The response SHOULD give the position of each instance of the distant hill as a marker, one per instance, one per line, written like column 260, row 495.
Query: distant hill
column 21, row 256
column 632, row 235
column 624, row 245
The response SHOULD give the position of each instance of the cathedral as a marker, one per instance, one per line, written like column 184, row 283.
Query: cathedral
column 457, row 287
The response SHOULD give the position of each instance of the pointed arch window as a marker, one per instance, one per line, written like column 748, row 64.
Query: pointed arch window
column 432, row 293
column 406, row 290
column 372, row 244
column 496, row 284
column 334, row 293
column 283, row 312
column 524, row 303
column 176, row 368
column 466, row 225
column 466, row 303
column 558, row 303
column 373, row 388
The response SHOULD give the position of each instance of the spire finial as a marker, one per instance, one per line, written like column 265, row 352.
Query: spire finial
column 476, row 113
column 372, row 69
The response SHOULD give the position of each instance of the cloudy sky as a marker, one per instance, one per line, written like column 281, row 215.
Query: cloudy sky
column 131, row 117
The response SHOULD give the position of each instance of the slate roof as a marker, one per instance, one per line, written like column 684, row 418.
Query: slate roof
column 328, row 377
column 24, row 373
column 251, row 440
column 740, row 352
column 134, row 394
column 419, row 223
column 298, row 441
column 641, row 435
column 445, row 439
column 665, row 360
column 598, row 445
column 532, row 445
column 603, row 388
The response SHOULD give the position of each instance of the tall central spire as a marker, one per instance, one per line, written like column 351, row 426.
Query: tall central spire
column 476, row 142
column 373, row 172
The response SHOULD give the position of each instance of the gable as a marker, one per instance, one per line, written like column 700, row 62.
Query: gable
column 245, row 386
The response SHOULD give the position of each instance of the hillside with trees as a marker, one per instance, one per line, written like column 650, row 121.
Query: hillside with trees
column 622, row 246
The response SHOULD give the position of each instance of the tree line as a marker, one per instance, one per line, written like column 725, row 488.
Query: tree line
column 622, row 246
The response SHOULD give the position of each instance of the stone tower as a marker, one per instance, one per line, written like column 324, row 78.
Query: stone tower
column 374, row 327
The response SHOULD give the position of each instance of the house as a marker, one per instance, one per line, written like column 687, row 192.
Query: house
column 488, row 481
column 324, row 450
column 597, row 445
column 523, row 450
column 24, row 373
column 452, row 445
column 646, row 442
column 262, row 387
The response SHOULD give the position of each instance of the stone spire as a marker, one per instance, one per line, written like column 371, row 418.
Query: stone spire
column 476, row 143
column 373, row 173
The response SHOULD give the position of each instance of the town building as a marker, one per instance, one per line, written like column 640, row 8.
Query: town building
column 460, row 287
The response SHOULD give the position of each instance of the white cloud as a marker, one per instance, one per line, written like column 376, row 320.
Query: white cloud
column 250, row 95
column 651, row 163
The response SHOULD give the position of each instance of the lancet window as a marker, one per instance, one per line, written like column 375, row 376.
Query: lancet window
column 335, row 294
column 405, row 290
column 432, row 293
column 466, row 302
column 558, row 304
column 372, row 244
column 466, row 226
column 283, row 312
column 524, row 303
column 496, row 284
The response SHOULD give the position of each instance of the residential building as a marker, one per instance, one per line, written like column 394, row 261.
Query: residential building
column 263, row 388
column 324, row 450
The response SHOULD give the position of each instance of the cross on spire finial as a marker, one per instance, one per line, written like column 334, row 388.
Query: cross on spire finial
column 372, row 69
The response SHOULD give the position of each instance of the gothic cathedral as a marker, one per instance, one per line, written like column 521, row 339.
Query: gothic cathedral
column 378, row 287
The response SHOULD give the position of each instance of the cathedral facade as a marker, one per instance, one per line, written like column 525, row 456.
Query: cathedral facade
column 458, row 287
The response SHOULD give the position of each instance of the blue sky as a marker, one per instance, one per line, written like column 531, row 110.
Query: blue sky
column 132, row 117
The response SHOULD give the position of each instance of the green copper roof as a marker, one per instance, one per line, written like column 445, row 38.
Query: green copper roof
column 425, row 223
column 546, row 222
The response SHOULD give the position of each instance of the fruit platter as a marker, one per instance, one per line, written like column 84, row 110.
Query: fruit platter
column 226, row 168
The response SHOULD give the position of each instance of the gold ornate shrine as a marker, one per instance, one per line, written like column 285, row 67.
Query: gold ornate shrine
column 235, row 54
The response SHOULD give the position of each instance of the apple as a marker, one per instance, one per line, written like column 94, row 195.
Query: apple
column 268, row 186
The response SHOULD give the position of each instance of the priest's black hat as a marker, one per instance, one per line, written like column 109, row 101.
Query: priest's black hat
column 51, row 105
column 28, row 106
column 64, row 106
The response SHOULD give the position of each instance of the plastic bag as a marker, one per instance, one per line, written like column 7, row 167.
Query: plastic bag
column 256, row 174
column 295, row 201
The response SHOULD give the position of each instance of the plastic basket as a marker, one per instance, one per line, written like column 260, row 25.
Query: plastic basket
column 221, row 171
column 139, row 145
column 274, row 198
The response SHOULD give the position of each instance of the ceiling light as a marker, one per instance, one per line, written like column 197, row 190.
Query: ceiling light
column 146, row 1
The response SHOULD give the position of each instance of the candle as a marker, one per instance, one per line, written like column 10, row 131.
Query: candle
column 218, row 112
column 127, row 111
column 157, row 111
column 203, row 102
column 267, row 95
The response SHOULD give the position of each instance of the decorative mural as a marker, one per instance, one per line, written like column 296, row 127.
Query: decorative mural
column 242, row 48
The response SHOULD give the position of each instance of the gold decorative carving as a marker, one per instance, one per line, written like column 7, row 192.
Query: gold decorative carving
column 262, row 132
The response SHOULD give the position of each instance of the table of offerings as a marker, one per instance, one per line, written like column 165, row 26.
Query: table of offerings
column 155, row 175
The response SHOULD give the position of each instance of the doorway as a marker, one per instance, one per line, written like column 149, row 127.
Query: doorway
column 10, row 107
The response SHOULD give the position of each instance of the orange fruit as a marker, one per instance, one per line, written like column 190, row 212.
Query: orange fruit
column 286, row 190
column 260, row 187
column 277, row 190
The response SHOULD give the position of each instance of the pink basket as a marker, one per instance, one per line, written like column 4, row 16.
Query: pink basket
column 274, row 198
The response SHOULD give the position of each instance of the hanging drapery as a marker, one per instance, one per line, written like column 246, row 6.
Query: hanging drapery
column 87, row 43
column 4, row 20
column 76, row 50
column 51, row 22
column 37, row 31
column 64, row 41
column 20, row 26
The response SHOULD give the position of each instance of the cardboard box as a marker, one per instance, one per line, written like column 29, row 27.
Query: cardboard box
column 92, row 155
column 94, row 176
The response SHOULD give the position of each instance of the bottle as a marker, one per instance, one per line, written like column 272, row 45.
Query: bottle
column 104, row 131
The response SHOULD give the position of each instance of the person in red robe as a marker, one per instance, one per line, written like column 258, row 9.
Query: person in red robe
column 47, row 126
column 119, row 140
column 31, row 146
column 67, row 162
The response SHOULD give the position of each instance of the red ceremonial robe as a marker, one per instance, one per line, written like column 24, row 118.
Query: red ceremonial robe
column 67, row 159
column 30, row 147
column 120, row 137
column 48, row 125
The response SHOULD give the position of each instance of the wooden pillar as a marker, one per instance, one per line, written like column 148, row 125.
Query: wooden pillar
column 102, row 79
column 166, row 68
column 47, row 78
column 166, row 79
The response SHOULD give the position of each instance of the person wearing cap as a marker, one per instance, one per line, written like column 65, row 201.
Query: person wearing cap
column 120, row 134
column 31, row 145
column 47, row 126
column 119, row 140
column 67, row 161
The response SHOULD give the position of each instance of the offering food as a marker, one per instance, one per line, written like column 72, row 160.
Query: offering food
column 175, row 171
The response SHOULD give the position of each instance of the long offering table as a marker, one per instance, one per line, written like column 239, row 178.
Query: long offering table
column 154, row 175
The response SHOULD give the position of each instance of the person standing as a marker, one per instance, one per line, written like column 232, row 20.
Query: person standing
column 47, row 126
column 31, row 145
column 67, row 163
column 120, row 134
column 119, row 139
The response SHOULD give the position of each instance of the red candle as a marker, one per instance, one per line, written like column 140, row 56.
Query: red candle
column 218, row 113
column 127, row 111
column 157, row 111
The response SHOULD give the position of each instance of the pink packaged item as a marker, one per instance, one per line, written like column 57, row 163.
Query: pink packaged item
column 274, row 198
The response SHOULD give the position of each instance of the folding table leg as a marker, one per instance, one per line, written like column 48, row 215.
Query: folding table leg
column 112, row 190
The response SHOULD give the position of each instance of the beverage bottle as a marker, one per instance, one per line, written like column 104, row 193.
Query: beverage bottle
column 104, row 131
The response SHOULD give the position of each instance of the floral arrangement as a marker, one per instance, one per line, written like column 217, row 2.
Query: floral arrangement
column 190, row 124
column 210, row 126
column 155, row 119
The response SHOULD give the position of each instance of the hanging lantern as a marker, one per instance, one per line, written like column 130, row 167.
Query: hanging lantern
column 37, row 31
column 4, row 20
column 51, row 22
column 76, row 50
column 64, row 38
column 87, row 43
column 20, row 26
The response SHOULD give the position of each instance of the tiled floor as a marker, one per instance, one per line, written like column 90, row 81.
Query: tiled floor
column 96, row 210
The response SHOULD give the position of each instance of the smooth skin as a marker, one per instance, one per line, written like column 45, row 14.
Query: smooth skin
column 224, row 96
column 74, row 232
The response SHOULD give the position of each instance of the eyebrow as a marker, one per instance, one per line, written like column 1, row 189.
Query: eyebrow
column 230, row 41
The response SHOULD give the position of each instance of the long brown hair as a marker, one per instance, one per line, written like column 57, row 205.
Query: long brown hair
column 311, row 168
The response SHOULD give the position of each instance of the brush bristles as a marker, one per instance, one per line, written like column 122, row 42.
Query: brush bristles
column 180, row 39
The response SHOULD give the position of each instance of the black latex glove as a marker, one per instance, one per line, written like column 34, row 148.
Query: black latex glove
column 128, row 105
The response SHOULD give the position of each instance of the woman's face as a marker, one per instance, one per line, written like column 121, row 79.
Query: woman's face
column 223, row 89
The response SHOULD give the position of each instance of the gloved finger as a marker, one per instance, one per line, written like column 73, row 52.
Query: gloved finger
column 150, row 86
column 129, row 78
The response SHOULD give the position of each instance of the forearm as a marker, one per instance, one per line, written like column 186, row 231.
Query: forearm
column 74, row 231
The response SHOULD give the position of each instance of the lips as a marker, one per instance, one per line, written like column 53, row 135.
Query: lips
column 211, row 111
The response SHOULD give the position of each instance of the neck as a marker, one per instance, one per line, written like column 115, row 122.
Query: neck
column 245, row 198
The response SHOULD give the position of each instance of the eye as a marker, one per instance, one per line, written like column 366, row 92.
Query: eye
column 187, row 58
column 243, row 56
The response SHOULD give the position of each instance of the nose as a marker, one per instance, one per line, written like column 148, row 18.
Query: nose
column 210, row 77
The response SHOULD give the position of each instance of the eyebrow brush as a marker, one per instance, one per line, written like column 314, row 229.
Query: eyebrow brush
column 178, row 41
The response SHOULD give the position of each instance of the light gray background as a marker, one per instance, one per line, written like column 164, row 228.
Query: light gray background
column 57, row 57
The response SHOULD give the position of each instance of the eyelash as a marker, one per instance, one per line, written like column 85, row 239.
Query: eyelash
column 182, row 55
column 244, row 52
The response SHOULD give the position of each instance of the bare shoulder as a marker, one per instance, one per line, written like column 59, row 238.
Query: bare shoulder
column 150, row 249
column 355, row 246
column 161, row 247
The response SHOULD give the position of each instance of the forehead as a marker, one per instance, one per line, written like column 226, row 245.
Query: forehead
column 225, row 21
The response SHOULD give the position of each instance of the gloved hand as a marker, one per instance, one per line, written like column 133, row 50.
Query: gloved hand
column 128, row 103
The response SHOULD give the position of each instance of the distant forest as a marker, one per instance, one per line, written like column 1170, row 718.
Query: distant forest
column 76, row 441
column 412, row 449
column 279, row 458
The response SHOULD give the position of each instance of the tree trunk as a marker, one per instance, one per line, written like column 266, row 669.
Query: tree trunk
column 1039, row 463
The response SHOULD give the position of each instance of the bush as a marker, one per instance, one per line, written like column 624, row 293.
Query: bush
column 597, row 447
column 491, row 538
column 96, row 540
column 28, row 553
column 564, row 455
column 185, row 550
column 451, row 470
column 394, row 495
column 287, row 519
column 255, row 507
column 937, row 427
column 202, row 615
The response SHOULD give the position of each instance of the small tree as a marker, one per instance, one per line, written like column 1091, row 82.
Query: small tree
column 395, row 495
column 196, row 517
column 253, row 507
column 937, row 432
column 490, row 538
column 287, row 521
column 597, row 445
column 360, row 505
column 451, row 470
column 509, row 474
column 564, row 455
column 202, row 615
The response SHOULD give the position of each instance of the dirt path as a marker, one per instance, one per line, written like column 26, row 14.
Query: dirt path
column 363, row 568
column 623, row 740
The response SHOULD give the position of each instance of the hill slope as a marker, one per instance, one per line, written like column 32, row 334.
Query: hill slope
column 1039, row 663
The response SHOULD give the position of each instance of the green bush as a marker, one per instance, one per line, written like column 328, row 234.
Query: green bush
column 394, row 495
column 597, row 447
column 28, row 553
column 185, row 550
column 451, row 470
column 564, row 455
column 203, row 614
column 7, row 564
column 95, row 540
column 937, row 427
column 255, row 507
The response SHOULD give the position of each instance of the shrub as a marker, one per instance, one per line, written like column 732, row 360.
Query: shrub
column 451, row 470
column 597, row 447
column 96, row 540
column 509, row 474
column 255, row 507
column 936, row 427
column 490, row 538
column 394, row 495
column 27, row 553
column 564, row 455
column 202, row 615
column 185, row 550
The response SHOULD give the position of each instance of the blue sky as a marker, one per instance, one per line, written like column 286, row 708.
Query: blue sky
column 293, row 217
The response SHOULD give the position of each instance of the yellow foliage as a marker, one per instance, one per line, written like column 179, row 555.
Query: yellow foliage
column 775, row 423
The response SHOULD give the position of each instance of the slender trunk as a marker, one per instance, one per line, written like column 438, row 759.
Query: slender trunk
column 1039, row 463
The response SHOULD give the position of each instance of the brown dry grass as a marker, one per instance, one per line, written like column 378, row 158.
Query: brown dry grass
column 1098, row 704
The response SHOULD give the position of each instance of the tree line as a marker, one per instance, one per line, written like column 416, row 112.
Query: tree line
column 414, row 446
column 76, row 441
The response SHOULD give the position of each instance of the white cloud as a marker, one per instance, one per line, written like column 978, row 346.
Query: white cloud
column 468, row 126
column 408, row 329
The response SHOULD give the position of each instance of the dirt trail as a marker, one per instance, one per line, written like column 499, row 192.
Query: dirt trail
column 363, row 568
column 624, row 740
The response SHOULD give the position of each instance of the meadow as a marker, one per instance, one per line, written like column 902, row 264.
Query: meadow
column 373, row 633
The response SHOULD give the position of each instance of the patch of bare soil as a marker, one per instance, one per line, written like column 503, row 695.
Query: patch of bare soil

■ ■ ■ ■ ■ ■ ■

### EXERCISE AIM
Output the listing above word for word, from the opening line through the line that contains "748, row 64.", and leave out everything after it.

### COMPLETED EXERCISE
The response SHOULD give the position of each instance of the distant hill as a marker, one per instance, one per line, written like column 260, row 495.
Query: distant hill
column 21, row 256
column 632, row 235
column 624, row 245
The response SHOULD give the position of each instance of the cathedral as a marker, one per instance, one per line, written like column 184, row 283.
Query: cathedral
column 457, row 287
The response SHOULD give the position of each instance of the pointed arch window as a marker, one per instance, one per line, written like column 748, row 64.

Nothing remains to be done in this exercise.